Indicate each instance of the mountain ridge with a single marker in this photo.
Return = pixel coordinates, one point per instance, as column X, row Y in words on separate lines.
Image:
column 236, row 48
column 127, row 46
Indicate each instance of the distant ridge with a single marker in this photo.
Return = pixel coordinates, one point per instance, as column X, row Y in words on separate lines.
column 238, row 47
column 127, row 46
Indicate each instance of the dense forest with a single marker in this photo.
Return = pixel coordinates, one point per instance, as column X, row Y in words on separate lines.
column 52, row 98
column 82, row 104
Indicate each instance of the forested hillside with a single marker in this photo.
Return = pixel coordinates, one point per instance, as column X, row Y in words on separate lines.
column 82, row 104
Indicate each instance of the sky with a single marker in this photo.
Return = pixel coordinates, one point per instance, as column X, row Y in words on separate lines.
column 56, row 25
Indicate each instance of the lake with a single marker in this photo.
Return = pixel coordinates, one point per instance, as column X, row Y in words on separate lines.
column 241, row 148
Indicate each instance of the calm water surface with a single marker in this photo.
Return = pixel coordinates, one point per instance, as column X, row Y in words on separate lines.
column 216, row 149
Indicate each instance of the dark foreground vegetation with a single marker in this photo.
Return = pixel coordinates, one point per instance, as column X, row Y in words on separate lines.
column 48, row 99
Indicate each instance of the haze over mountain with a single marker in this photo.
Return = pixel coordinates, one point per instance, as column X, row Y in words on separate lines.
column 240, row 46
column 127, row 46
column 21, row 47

- - -

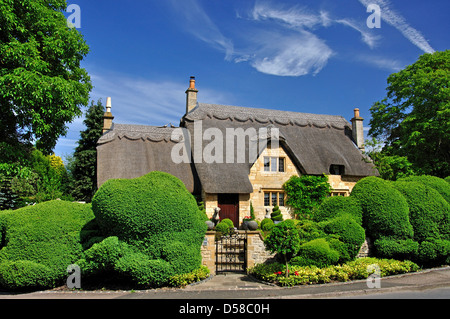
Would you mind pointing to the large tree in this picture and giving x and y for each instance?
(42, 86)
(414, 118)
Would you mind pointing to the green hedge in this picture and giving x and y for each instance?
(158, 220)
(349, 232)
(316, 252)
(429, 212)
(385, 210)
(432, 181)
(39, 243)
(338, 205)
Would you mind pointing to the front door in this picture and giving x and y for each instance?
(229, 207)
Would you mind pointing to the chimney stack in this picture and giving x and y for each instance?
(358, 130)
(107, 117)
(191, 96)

- - -

▸ Task brief: Filter the data above, keeping only lines that include the string "mountain".

▸ Answer box:
Indicate each instance of the mountain ridge with a single marker in this photo.
Indicate each instance of the haze over mountain with a single marker in this photo.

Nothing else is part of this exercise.